-- start TEXT EXTRACT --
Towards an interpretable model of learners in a learning environment based on Knowledge Graphs

PhD Defense of Antonia Ettorre, Monday, November 28th, 2022, Campus SophiaTech

Title: Towards an interpretable model of learners in a learning environment based on Knowledge Graphs

Abstract: In recent years, society has demonstrated increasing need for more effective, comprehensive and easily accessible educational resources.
A growing number of people around the world have gained access to online education and demand more efficient tools to enable learning anything, anywhere, at any moment.
This requires the development of smarter educational systems, which should be able to improve users’ learning curves and effectively assist them in their knowledge acquisition process, possibly relying on no, or very little, human support.
A major step to concretize this vision lies in personalizing the learning process to be specifically adapted to every single user, taking into account their background, learning style, personal needs and objectives.
To create such adaptive and customized environments, a major requirement is represented by the ability to trace user knowledge over time and assess whether they have the capacity to face a specific problem, exercise or question.
This problem, known in the Education community as Knowledge Tracing, has been widely investigated in the last 50 years and several resolution approaches have been proposed.
-- end TEXT EXTRACT --
OBJECTIVE: In the thesis defense announcement, for how long has Knowledge Tracing been widely investigated?
-- start RECORDS --
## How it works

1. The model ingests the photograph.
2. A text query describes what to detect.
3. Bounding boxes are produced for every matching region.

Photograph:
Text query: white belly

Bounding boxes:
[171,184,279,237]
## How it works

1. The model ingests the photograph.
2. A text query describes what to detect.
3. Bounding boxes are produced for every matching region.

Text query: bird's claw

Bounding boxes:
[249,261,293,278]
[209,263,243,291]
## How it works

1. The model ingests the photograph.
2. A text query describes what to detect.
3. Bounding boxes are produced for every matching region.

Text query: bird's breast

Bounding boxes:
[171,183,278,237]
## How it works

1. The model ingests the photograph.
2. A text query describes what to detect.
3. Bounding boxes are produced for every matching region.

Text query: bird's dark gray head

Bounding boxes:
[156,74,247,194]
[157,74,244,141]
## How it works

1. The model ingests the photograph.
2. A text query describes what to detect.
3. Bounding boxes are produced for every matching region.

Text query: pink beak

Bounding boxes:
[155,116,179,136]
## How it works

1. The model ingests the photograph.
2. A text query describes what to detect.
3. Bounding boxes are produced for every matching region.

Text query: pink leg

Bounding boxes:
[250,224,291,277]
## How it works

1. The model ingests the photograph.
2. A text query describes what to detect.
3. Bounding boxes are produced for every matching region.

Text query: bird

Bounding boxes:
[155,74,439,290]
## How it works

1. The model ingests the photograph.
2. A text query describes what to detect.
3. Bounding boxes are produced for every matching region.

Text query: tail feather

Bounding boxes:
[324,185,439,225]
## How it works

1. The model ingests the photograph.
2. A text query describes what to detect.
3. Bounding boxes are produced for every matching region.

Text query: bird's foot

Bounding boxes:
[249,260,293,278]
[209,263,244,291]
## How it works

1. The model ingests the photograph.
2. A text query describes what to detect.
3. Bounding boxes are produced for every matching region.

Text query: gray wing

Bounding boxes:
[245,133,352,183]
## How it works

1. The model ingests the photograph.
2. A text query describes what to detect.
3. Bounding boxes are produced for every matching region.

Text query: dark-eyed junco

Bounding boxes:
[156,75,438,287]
-- end RECORDS --
WRITTEN RESPONSE: For the last 50 years.